----- BRANO DA LEGGERE
Consulenti del lavoro: un settore in crescita con volumi d’affari in aumento

Franco Fogli

Ottobre 24, 2025

L’indagine condotta dalla Fondazione Studi Consulenti del Lavoro, presentata oggi a Napoli durante la Convention Nazionale per celebrare il 60° anniversario della categoria, rivela un panorama in crescita per la professione del consulente del lavoro. L’analisi mette in evidenza l’espansione della categoria, alimentata dalla diversificazione dei servizi e dall’innovazione tecnologica.
----------
----- ESTRATTI DAL MATERIALE
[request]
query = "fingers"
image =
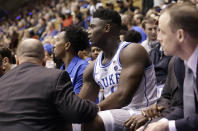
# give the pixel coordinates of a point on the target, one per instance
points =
(140, 122)
(129, 122)
(140, 129)
(160, 108)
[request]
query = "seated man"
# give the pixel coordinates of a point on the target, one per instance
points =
(168, 102)
(35, 98)
(68, 44)
(123, 70)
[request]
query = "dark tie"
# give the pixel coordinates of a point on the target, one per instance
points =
(189, 93)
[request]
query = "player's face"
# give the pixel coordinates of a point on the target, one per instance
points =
(95, 52)
(166, 36)
(96, 31)
(151, 31)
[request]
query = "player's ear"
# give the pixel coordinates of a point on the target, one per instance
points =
(107, 27)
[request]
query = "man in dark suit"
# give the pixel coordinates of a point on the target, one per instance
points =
(34, 98)
(178, 36)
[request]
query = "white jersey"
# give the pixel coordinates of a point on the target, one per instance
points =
(107, 77)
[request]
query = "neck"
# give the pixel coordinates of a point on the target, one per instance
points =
(67, 59)
(187, 50)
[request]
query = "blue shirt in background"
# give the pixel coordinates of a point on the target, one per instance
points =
(141, 31)
(75, 69)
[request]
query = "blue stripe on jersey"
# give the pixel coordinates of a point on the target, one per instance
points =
(145, 95)
(100, 61)
(112, 89)
(125, 44)
(95, 63)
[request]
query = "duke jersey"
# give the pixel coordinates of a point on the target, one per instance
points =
(107, 77)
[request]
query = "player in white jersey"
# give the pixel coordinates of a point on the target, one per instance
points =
(123, 70)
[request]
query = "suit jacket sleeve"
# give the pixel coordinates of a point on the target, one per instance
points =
(69, 105)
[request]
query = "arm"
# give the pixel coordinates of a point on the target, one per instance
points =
(70, 106)
(79, 79)
(133, 58)
(90, 89)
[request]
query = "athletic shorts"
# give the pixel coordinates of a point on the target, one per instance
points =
(114, 119)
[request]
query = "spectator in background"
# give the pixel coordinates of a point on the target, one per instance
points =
(50, 31)
(68, 20)
(7, 59)
(48, 55)
(137, 25)
(41, 27)
(67, 45)
(156, 53)
(94, 5)
(178, 33)
(168, 102)
(132, 36)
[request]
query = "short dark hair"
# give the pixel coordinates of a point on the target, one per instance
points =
(148, 20)
(108, 15)
(77, 37)
(132, 36)
(183, 16)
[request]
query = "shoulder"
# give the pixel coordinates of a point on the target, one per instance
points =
(88, 73)
(134, 53)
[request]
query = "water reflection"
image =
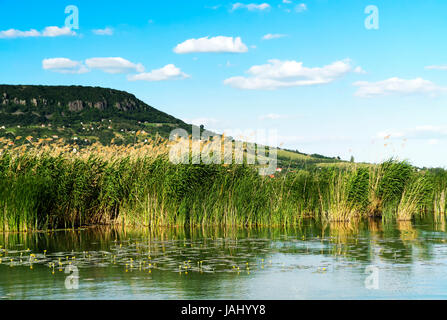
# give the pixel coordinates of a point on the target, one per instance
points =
(310, 260)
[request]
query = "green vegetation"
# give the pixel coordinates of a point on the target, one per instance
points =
(86, 114)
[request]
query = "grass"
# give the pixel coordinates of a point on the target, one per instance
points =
(54, 187)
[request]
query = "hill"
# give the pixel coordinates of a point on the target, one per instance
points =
(85, 115)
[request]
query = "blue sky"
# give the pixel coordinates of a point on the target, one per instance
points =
(309, 69)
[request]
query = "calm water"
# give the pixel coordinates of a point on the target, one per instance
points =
(366, 260)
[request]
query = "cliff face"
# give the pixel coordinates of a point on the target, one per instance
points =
(74, 98)
(75, 102)
(88, 112)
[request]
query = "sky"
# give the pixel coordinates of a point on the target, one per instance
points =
(344, 78)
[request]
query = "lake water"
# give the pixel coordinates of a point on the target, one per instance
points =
(365, 260)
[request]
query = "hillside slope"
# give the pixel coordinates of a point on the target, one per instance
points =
(85, 115)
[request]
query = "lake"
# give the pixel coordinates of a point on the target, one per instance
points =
(361, 260)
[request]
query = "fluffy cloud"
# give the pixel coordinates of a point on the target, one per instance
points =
(47, 32)
(168, 72)
(271, 116)
(103, 32)
(426, 132)
(63, 65)
(56, 32)
(214, 44)
(270, 36)
(397, 86)
(113, 65)
(301, 7)
(250, 6)
(281, 74)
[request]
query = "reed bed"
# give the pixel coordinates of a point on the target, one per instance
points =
(61, 187)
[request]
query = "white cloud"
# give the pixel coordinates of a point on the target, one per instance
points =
(441, 67)
(103, 32)
(63, 65)
(301, 7)
(56, 32)
(429, 133)
(281, 74)
(51, 31)
(250, 6)
(271, 116)
(113, 65)
(270, 36)
(214, 44)
(168, 72)
(13, 33)
(397, 86)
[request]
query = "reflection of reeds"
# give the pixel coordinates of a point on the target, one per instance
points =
(344, 232)
(439, 205)
(407, 231)
(58, 186)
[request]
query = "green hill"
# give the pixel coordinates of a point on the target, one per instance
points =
(87, 114)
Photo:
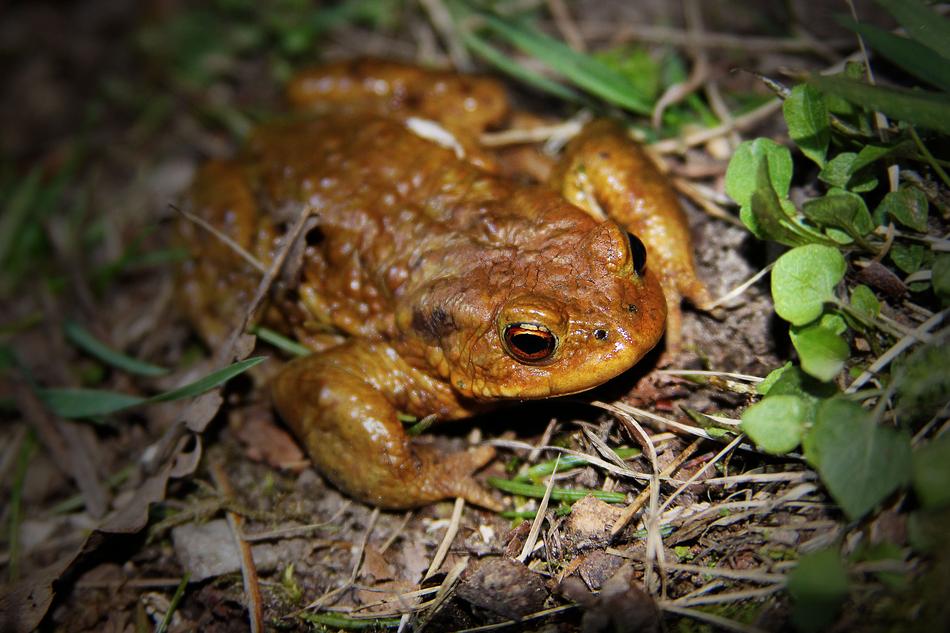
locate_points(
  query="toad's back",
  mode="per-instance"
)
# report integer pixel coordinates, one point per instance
(425, 281)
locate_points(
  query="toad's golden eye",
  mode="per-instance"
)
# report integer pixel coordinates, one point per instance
(529, 343)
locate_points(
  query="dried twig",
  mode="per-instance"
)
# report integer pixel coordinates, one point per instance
(252, 588)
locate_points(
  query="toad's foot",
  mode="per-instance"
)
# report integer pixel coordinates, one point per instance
(342, 403)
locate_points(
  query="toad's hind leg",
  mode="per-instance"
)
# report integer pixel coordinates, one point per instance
(604, 171)
(342, 404)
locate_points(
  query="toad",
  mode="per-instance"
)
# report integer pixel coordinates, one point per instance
(428, 281)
----------
▶ COSA SI CHIEDE
Per favore, riscrivi il brano sui consulenti del lavoro da "Franco Fogli" fino a "e dall’innovazione tecnologica." incluso, sostituendo "Napoli" con "Roma".

▶ RISPOSTA AL COMPITO
Franco Fogli

Ottobre 24, 2025

L’indagine condotta dalla Fondazione Studi Consulenti del Lavoro, presentata oggi a Roma durante la Convention Nazionale per celebrare il 60° anniversario della categoria, rivela un panorama in crescita per la professione del consulente del lavoro. L’analisi mette in evidenza l’espansione della categoria, alimentata dalla diversificazione dei servizi e dall’innovazione tecnologica.